What to work on: Print the whole text below about Americans and Britons protesting their governments' war, with every word and punctuation mark unchanged.

=== Page text ===

Suddenly, I, who have been vilified
for being "anti-American" and "anti-west", find
myself in the extraordinary position of defending the people of
America. And Britain.
Those who descend so easily into the
pit of racist abuse would do well to remember the hundreds of
thousands of American and British citizens who protested against their
country's stockpile of nuclear weapons. And the thousands of American
war resisters who forced their government to withdraw from Vietnam.
They should know that the most scholarly, scathing, hilarious
critiques of the US government and the "American way of
life" comes from American citizens. And that the funniest, most
bitter condemnation of their prime minister comes from the British
media. Finally they should remember that right now, hundreds of
thousands of British and American citizens are on the streets
protesting the war. The Coalition of the Bullied and Bought consists
of governments, not people. More than one third of America's citizens
have survived the relentless propaganda they've been subjected to, and
many thousands are actively fighting their own government. In the
ultra-patriotic climate that prevails in the US, that's as brave as
any Iraqi fighting for his or her homeland.
While the "Allies" wait in
the desert for an uprising of Shia Muslims on the streets of Basra,
the real uprising is taking place in hundreds of cities across the
world. It has been the most spectacular display of public morality
ever seen.
Most courageous of all, are the
hundreds of thousands of American people on the streets of America's
great cities - Washington, New York, Chicago, San Francisco. The fact
is that the only institution in the world today that is more powerful
than the American government, is American civil society. American
citizens have a huge responsibility riding on their shoulders. How can
we not salute and support those who not only acknowledge but act upon
that responsibility? They are our allies, our friends.

=== Information shown ===

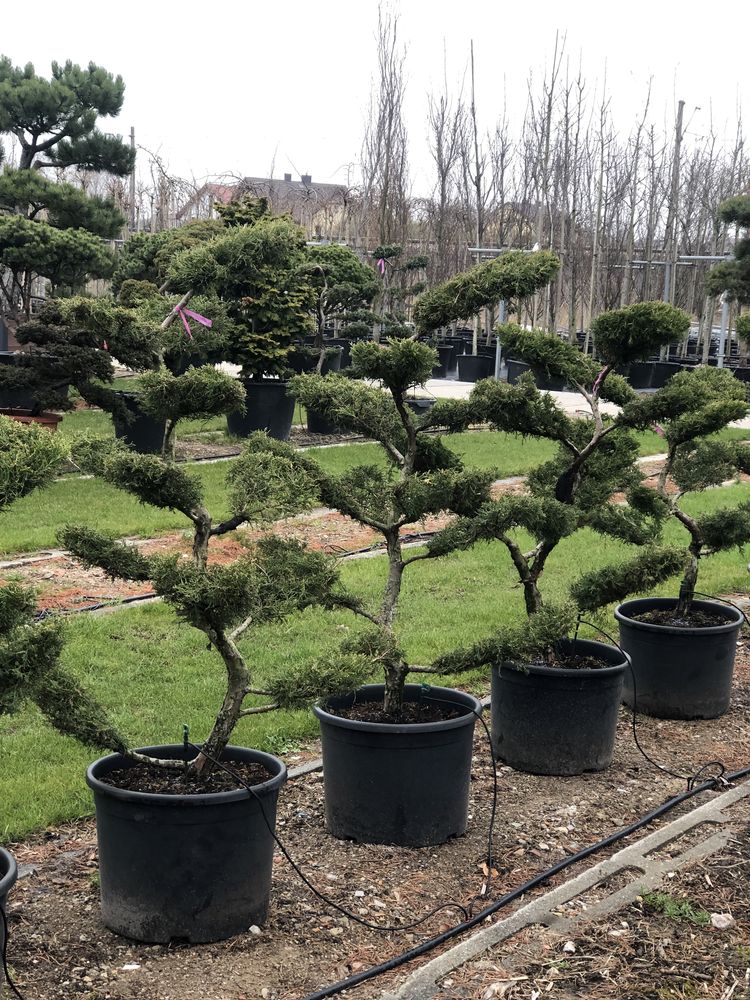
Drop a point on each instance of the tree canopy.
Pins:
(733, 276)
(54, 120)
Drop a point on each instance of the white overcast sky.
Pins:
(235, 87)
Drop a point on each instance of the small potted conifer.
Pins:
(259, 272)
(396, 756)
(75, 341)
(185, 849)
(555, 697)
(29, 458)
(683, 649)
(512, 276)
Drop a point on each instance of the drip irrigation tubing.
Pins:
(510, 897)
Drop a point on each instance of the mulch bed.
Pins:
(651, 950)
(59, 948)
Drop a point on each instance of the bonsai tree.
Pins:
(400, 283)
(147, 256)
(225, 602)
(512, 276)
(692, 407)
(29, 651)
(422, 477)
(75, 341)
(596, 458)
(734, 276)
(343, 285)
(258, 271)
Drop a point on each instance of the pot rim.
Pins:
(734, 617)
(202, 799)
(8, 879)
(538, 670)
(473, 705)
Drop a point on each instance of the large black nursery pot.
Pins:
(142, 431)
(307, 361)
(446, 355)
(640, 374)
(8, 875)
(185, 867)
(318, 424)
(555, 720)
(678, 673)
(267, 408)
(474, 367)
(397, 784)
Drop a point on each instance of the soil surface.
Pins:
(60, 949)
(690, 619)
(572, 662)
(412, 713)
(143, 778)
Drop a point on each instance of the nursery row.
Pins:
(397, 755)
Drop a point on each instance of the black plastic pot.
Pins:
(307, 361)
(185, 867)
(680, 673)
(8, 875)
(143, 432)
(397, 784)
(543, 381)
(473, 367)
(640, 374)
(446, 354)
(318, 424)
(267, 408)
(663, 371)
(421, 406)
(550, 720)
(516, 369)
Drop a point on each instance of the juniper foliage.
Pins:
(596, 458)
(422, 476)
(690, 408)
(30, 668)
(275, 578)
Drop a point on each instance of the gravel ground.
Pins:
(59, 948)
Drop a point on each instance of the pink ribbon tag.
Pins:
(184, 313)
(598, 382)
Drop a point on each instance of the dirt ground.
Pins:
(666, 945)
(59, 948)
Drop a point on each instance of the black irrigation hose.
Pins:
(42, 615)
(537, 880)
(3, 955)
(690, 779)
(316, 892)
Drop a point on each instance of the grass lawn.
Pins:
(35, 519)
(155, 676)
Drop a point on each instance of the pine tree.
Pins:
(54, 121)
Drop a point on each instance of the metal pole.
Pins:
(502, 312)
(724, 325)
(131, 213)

===

Answer to this task:
Suddenly, I, who have been vilified
for being "anti-American" and "anti-west", find
myself in the extraordinary position of defending the people of
America. And Britain.
Those who descend so easily into the
pit of racist abuse would do well to remember the hundreds of
thousands of American and British citizens who protested against their
country's stockpile of nuclear weapons. And the thousands of American
war resisters who forced their government to withdraw from Vietnam.
They should know that the most scholarly, scathing, hilarious
critiques of the US government and the "American way of
life" comes from American citizens. And that the funniest, most
bitter condemnation of their prime minister comes from the British
media. Finally they should remember that right now, hundreds of
thousands of British and American citizens are on the streets
protesting the war. The Coalition of the Bullied and Bought consists
of governments, not people. More than one third of America's citizens
have survived the relentless propaganda they've been subjected to, and
many thousands are actively fighting their own government. In the
ultra-patriotic climate that prevails in the US, that's as brave as
any Iraqi fighting for his or her homeland.
While the "Allies" wait in
the desert for an uprising of Shia Muslims on the streets of Basra,
the real uprising is taking place in hundreds of cities across the
world. It has been the most spectacular display of public morality
ever seen.
Most courageous of all, are the
hundreds of thousands of American people on the streets of America's
great cities - Washington, New York, Chicago, San Francisco. The fact
is that the only institution in the world today that is more powerful
than the American government, is American civil society. American
citizens have a huge responsibility riding on their shoulders. How can
we not salute and support those who not only acknowledge but act upon
that responsibility? They are our allies, our friends.